▶ Actions à mener:
1 > Répondez aux questions suivantes à l'aide du texte sur les décisions de l'INAMI.
(a) Quel service le sigle SECM désigne-t-il ?
(b) Quel article de la loi ASI le texte cite-t-il ?
(c) Que peuvent imposer les instances de l'INAMI au terme de la procédure administrative ?
2 > Prolongez le texte sur les décisions de l'INAMI à partir de sa dernière phrase.

▶ Extrait à lire:
Les institutions et les prestataires de soins (médecins, infirmiers, pharmaciens, dentistes, …) peuvent être confrontés à une décision de l’INAMI qui leur cause préjudice.

C’est par exemple le cas lorsque le service d’évaluation et de contrôle institué au sein de l’INAMI (le SECM) estime qu’ils ont manqué à leurs obligations.

On pense notamment à l’article 73 de la loi relative à l’assurance obligatoire soins de santé et indemnités (loi ASI), selon lesquels les prestataires de soins doivent s’abstenir de prescrire ou de faire prescrire, d’exécuter ou de faire exécuter des prestations superflues ou inutilement onéreuses à charge du régime d’assurance obligatoire soins de santé et indemnités.

Si le SECM considère qu’un prestataire a facturé des honoraires pour des prestations indument attestées, par exemple sur la base d’un code de nomenclature inexact, il peut décider de le poursuivre.

Au terme d’une procédure administrative prévue par la loi (PV de constat d’infraction, etc.), les instances de l’INAMI peuvent imposer à l’institution ou au prestataire concerné un remboursement d’indu mais aussi une amende administrative.

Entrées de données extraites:
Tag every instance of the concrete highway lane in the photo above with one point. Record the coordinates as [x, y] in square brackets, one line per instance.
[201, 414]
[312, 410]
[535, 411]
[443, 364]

▶ Réponses attendues:
1 >
(a) Le service d'évaluation et de contrôle institué au sein de l'INAMI.
(b) L'article 73.
(c) Un remboursement d'indu, mais aussi une amende administrative.

2 >
Recours

Face à une décision de ce type, l’institution de soins ou les professionnels de la santé peuvent introduire un recours devant :

  • Le Fonctionnaire dirigeant du service d’évaluation et de contrôle, pour lesinfractions les moins graves, identifiées à l’article 143 de la Loi ASI (certaines infractions dont la valeur des prestations potentiellement perçues indument est inférieure à 35.000 euros, etc.) ;
  • La Chambre de première instance installée auprès du SECM, pour toutes les autres infractions.

Les décisions du Fonctionnaire dirigeant sont susceptibles d’appel devant la Chambre de première instance, qui peut les réformer.

Lorsqu’elle ne statue pas comme juridiction d’appel, les décisions de la Chambre de première instance peuvent faire l’objet d’un recours devant la Chambre de recours.

Les décisions de la Chambre de première instance statuant en dernier ressort et les décision de la Chambre de recours peuvent faire l’objet d’un recours en cassation administrative devant le Conseil d’Etat.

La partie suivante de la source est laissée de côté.